> **DATASET RECORDS**:

============================================================

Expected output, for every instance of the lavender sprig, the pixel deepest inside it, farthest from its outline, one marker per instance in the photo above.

============================================================

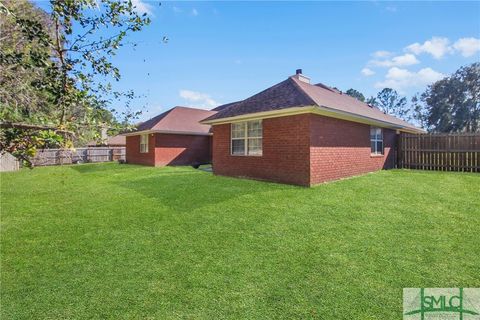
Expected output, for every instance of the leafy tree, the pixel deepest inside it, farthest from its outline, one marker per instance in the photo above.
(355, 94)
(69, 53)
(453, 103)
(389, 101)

============================================================

Pick out every line in the records above that contains the word "Expected", and copy each such line.

> **ANSWER IN FULL**:
Expected output, for every instance of the lavender sprig, the pixel deepest inside it, farthest from its outline, one marker per instance in the photo above.
Expected output, for every instance of the leafy tree, the pixel deepest inside it, farthest from its outline, one marker per instance in the photo above.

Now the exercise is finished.